- [PROBLEMS AND TASKS]
- 1) From the comment thread on psychology experiments, reproduce word for word the part that opens with the words containing "Its findings are" and closes with "What Not To Do.".
- 2) In the comment thread on psychology experiments, what is the Stanford Prison Experiment now fairly widely panned as?
=== STUDY TEXT ===
Its findings are somewhat less suspect than Zimbardo's in the Stanford Prison Experiment (which is now fairly widely panned as a godawful experimental design and implementation, even apart from its ethical problems), but it's still seen as a very big signpost saying What Not To Do.


I think that the problem with psychology is what I would call "the globe or iron ball problem".


> I would take it even farther and claim that very little in experimental psychology / sociology has any value whatsoever.

Oh no they definitely have value, in the same way that metaphysics has value


the example of marshmellow was modified by original researcher. reversely, this is a example of good research.


> I would take it even farther and claim that very little in experimental psychology / sociology has any value whatsoever.
=== RECORDED DATA ===
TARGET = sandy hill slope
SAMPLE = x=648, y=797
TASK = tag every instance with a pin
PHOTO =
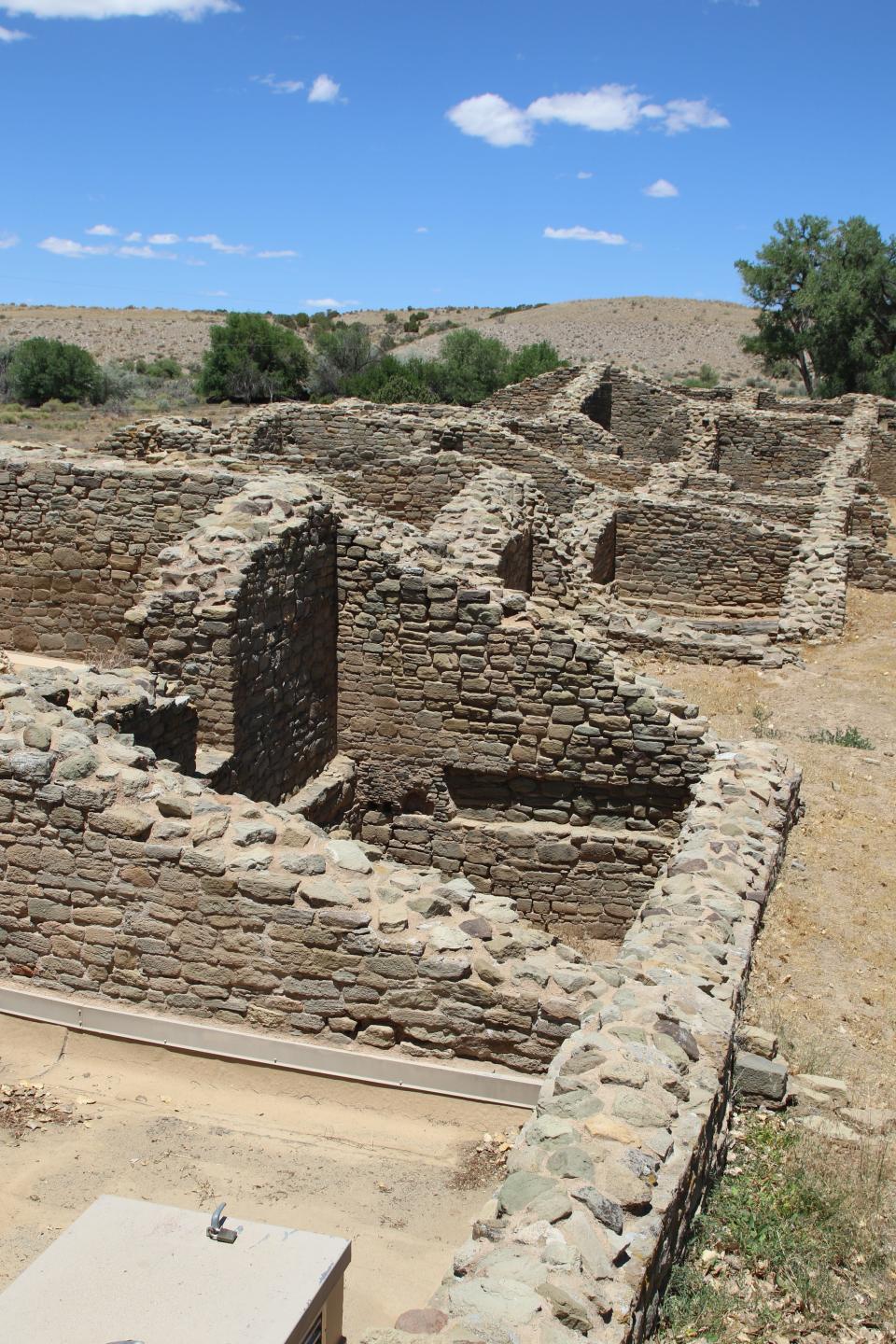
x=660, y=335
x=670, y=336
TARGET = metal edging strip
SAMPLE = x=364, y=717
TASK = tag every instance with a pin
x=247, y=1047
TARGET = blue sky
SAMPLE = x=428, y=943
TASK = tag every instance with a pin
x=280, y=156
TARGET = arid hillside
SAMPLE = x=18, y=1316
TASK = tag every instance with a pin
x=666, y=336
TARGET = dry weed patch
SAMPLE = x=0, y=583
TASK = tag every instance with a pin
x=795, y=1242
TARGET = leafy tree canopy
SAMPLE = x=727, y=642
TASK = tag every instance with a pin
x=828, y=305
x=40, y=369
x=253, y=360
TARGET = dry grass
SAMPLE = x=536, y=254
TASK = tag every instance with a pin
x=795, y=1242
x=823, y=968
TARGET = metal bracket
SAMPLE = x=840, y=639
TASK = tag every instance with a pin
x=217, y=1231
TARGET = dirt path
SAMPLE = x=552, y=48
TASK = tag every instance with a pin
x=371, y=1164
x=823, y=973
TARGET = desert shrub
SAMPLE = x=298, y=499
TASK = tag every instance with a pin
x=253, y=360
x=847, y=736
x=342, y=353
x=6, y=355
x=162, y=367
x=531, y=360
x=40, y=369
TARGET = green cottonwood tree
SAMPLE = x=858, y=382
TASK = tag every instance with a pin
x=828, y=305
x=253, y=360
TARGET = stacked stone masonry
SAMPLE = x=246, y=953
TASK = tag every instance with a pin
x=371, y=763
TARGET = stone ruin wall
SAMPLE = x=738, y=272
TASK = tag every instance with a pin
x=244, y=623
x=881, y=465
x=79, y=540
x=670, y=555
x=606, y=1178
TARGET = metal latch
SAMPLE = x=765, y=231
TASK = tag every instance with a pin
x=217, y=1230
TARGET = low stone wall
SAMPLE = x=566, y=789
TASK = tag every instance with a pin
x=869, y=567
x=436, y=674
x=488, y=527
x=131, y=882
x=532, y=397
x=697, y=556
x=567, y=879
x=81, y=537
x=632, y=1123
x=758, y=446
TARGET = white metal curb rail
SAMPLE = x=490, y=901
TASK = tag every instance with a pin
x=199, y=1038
===
- [TASK RESULTS]
- 1)
Its findings are somewhat less suspect than Zimbardo's in the Stanford Prison Experiment (which is now fairly widely panned as a godawful experimental design and implementation, even apart from its ethical problems), but it's still seen as a very big signpost saying What Not To Do.

- 2) A godawful experimental design and implementation.